TASK DATA:
=======

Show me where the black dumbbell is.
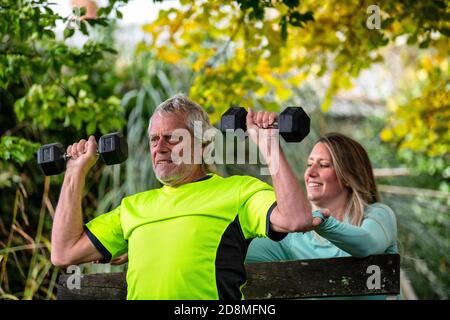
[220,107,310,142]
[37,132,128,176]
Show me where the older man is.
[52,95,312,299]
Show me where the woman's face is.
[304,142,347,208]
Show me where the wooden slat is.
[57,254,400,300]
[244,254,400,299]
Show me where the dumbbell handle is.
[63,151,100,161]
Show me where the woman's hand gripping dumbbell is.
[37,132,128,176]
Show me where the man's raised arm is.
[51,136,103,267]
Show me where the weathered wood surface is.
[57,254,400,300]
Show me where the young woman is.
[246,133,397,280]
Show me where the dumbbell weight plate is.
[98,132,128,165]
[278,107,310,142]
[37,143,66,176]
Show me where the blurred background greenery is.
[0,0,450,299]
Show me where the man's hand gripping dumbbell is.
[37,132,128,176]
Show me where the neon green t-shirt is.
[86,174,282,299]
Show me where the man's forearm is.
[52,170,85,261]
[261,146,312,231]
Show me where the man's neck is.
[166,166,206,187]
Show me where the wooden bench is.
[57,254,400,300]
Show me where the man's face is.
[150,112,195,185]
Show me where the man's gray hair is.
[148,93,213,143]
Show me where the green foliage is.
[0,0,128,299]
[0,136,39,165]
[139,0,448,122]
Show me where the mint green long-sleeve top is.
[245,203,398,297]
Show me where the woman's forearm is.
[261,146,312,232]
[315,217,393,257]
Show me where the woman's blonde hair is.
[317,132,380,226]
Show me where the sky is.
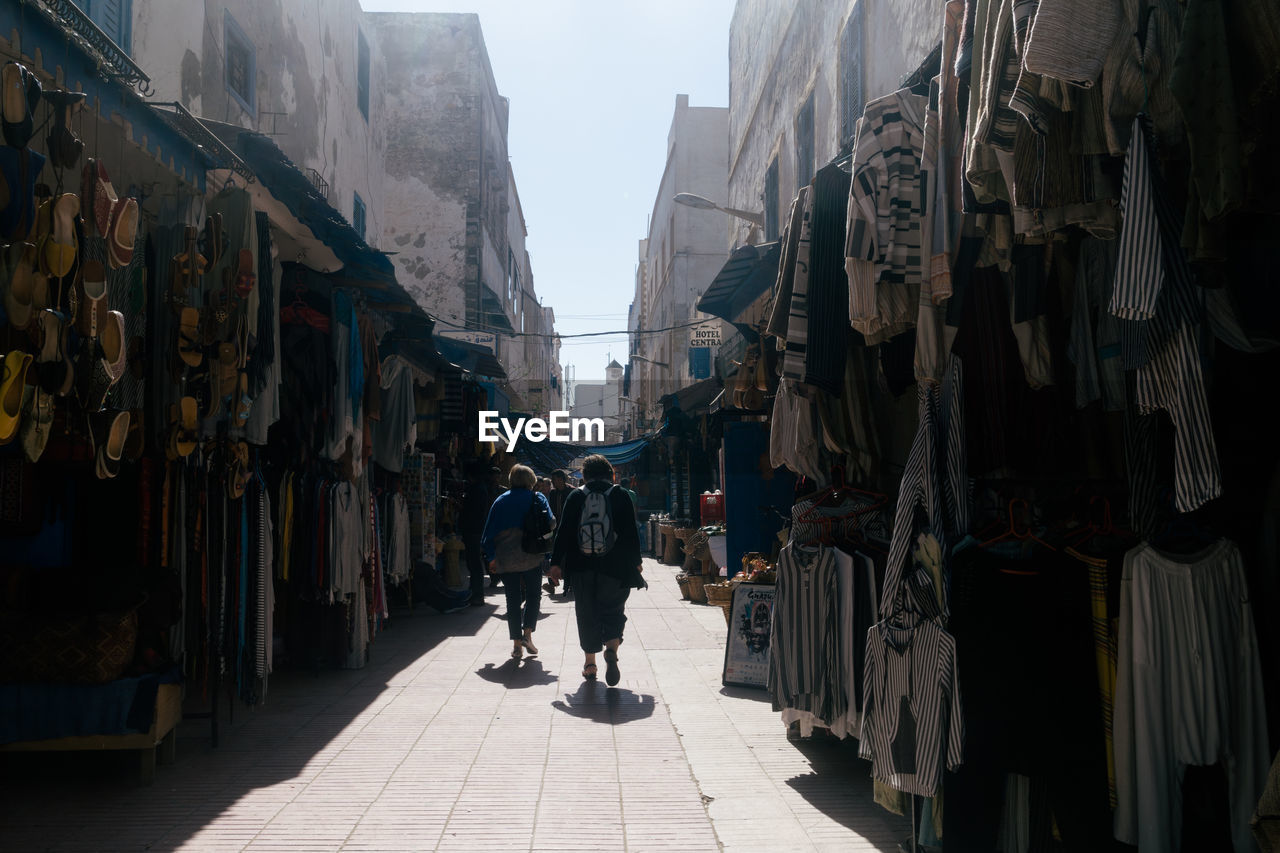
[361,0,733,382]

=======

Rewrite the lines starting with the line containing "Show me where the neon green t-shirt is." and going on through the end of the lines, replacing "forearm" with "lower arm" and keeping everything else unchanged. Leave the pictures out.

EXERCISE SOLUTION:
Show me where the neon green t-shirt is.
[86,174,282,299]
Show me where the man's lower arm is.
[52,170,85,261]
[261,146,312,231]
Show me where the man's neck is.
[166,166,206,187]
Show me where the wooden bench is.
[57,254,400,300]
Show me where the man's face is.
[150,112,195,185]
Show me where the man's gray hair is.
[148,93,213,143]
Show me where the green foliage is.
[0,0,128,299]
[0,136,39,165]
[139,0,448,122]
Show me where the mint green long-sleeve top is.
[245,203,398,297]
Show me where the woman's lower arm is.
[261,146,312,232]
[315,217,393,257]
Show me where the woman's blonde hair is.
[317,132,380,226]
Show me where the sky is.
[361,0,733,382]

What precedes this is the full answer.